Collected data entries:
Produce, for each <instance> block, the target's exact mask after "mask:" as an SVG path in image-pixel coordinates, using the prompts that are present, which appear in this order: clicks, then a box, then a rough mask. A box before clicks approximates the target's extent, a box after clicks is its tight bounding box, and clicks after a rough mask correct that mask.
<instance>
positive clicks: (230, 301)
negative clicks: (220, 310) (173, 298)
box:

◆ Exercise brief: With no line omitted, copy all the data exactly.

◆ Answer box:
Produce, for each <instance> block, the target's exact mask after "mask:" as an SVG path in image-pixel coordinates, using the prompts that are present, which appear in this order: clicks, then a box, then a rough mask. A box before clicks approximates the target's extent, a box after clicks is its tight bounding box, and clicks after a rough mask correct that mask.
<instance>
positive clicks: (230, 301)
negative clicks: (220, 310) (173, 298)
box:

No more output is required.